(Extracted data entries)
◇ ◇ ◇ ◇ ◇
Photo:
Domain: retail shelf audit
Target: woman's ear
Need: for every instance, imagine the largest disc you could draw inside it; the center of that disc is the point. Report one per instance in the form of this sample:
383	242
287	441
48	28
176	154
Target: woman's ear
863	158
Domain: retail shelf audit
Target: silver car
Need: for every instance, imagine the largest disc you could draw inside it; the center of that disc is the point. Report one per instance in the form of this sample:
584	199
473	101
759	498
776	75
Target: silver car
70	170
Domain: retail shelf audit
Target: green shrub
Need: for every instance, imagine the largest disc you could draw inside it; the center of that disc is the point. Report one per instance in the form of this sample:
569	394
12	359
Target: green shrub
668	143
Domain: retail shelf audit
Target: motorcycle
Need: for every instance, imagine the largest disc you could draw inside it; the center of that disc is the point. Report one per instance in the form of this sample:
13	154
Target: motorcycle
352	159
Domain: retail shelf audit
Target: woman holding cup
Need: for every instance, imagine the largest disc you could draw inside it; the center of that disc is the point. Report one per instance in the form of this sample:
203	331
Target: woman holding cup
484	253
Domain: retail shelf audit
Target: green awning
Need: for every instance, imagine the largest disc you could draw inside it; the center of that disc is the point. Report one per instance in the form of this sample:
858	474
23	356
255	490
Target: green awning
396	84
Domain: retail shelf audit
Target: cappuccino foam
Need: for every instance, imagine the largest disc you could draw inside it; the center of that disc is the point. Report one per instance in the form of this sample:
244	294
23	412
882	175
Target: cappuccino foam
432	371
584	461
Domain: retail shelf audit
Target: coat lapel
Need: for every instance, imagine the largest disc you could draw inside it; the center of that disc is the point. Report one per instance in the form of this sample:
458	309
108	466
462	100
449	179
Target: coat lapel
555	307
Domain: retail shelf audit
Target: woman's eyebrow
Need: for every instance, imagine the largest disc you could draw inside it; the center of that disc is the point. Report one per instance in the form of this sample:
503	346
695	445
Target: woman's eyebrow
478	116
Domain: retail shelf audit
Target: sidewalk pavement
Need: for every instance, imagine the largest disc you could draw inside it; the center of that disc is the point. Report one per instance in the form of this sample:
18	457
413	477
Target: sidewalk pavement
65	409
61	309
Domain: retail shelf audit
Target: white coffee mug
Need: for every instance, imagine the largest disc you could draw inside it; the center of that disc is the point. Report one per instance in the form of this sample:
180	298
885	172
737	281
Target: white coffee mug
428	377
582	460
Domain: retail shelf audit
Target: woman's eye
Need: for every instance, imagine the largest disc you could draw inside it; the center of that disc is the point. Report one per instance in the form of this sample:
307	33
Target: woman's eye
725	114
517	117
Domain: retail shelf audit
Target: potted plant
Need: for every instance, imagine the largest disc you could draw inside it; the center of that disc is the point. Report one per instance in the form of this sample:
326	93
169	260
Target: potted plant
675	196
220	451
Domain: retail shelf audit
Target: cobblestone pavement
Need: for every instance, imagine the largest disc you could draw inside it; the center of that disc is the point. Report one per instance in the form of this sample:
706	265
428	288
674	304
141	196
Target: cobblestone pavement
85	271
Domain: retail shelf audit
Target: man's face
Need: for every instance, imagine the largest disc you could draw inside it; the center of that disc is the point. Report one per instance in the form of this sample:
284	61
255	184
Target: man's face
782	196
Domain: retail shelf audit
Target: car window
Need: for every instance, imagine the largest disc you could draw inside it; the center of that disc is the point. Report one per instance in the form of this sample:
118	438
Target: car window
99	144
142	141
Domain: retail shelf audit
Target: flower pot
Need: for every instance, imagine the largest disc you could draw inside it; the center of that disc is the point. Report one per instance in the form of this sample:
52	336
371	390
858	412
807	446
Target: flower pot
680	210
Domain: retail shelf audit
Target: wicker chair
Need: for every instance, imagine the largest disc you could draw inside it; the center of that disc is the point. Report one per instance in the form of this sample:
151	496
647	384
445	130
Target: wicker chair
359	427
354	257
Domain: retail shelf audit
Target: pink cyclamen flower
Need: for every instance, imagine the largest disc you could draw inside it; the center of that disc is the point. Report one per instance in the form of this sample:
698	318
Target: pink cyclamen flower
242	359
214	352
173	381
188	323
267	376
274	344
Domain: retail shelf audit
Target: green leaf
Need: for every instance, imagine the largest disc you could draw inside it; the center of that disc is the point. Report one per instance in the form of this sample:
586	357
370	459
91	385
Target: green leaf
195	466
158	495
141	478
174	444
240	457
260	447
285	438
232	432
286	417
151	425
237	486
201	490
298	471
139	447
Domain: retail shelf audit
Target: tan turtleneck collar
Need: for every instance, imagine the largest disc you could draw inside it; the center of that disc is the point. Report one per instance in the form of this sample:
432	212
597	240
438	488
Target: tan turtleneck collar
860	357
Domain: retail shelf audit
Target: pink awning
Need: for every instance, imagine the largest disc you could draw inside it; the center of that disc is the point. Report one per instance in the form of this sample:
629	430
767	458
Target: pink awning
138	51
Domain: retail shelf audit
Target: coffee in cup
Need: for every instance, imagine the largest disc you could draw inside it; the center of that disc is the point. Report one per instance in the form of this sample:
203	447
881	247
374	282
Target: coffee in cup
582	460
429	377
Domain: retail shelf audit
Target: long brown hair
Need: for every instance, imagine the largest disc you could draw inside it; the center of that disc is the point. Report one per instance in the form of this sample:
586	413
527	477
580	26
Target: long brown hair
◇ ◇ ◇ ◇ ◇
Problem details: The answer must reproduce every record exactly.

Answer space:
Photo:
Domain: retail shelf audit
Target: woman's ear
Need: for every instance, imagine the largest disc you could draw inside it; the center of that disc is the point. Report one per instance in the form of this sample:
383	242
287	441
48	28
176	154
Target: woman's ear
863	158
Domain: retail shelf audit
Target: silver car
Need: for every instance, imagine the largest disc you could draw inside it; the center of that disc is the point. Report one per instance in the form of this sample:
584	199
473	101
759	498
776	75
Target: silver car
70	170
Domain: retail shelf audit
Target: green shrub
Need: for every instance, imagine the largest disc you could draw inside it; the center of that disc is the point. Report one per instance in the form of this sample:
569	394
12	359
Target: green shrub
668	143
Domain: retail shelf audit
Target: motorcycle
Need: for every instance, imagine the largest disc you could draw inside it; the center of that disc is the point. Report one per instance in the form of this sample:
13	154
Target: motorcycle
352	159
Domain: retail shelf audit
Target: woman holding cup
Need: for every instance, imagine the largest disc you could draw inside it; the center of that disc is the point. Report one per instance in the form of this sample:
203	331
Target: woman holding cup
484	253
Domain: retail shelf audit
Target: green awning
Need: for every instance, imagine the largest disc you could draw inside it; the center of that disc is the point. Report one per instance in the form of this sample:
858	474
23	356
255	490
Target: green awning
396	84
Domain: retail shelf audit
Target: cappuccino foam
Need: for every instance, imagine the largest disc you could draw inside it; the center of that disc is the point. Report one per instance in the form of this sample:
244	294
23	412
882	175
Target: cappuccino foam
432	371
584	461
Domain: retail shelf audit
Target: coat lapel
Need: for every instance, imagine the largest disc you could draw inside it; the center of that disc is the point. Report one per instance in the form of this sample:
458	309
108	466
462	100
449	179
Target: coat lapel
555	307
Domain: retail shelf audit
Target: woman's eyebrow
Need: for every instance, imagine the largest disc you could draw inside it; the center of that disc is the point. Report one per instance in the form of this sample:
503	346
695	445
Target: woman's eyebrow
478	116
Domain: retail shelf audit
Target: sidewalk pavement
Need: for every instance, imagine the largest disc you could draw inside it; the center of that disc is the point. Report one per instance in the form of this sample:
18	457
413	477
Target: sidewalk pavement
65	409
61	309
Domain: retail shelf audit
Target: white coffee mug
Need: for every instance, imagine the largest disc you could draw inside it; the center of that disc is the point. Report one per instance in the form of this sample:
180	298
885	172
737	281
Target: white coffee mug
428	377
582	460
Domain: retail shelf audit
Target: woman's eye
Need: for every instance, imagine the largest disc you could draw inside it; the center of that disc is the point. Report one per instance in the form of this sample:
307	33
Target: woman's eye
725	114
517	117
Domain: retail shelf audit
Target: potted plant
Need: for every instance, imagine the largest disc you could draw inside it; the center of that disc is the point. Report one per instance in the form of this sample:
326	93
169	260
Target: potted plant
675	196
220	451
Domain: retail shelf audit
Target: cobblestone pavement
Need: for every instance, imagine the largest disc you could draw inside it; the center of that disc is the point. Report one per instance in the form of this sample:
706	265
428	288
674	304
141	196
Target: cobblestone pavement
85	271
Domain: retail shelf audit
Target: man's face
Need: for every instance, imagine the largest disc you could draw inside it; the center of that disc is the point. Report one per instance in the form of this sample:
284	61
255	184
Target: man's face
782	196
Domain: retail shelf audit
Target: car window
Need: for every instance, imagine the largest disc you could draw inside it; the center of that disc is the point. Report one per instance in the form of this sample:
118	438
Target: car window
99	144
142	141
Domain: retail shelf audit
Target: flower pot
Need: for every instance, imagine the largest disc you could draw inside it; the center of that disc is the point. Report one per instance in the form of this sample:
52	336
371	390
858	412
807	446
Target: flower pot
680	210
Domain: retail shelf audit
Target: wicker chair
Need: for every instance, imagine the largest disc you could draw inside it; the center of that disc is the point. Report one per instance in the form of this sample:
151	496
647	384
445	130
Target: wicker chair
359	427
354	257
Domain: retail shelf audit
Target: pink cyclamen flower
Need: for every instance, imagine the largest disc you could draw inside it; the center of that disc is the point. Report one per instance in the form of this sample:
698	318
Target: pink cyclamen flower
242	359
214	352
173	381
188	323
267	376
274	344
Domain: retail shelf audit
Target: green leaf
Need: for every instance, imagine the largest disc you could draw inside it; the center of that disc is the point. Report one per instance in the form of this sample:
586	357
370	459
91	385
Target: green leaf
195	466
158	495
141	478
174	444
240	457
260	447
285	438
232	432
286	417
151	425
237	486
201	490
298	471
139	447
Domain: retail shelf audit
Target: tan turtleneck collar
Need: for every instance, imagine the largest disc you could draw inside it; the center of that disc is the point. Report one per instance in the form of this sample:
432	212
597	240
438	488
Target: tan turtleneck collar
860	357
Domain: retail shelf audit
Target: pink awning
Need: for every instance, imagine the largest disc you could draw inside it; the center of that disc is the point. Report one per instance in the form of this sample:
629	430
767	458
Target: pink awning
138	51
Domain: retail shelf audit
Target: coffee in cup
Need: for every instance, imagine the largest disc you could draw inside it; the center of that disc is the point. Report one per instance in the form of this sample:
203	447
881	247
374	282
Target: coffee in cup
582	460
429	377
Domain: retail shelf audit
Target: long brown hair
Need: for every instance, imagine the largest disc you could draw inside it; the center of that disc is the point. Report one per instance in the form of this sample:
586	413
527	477
580	26
Target: long brown hair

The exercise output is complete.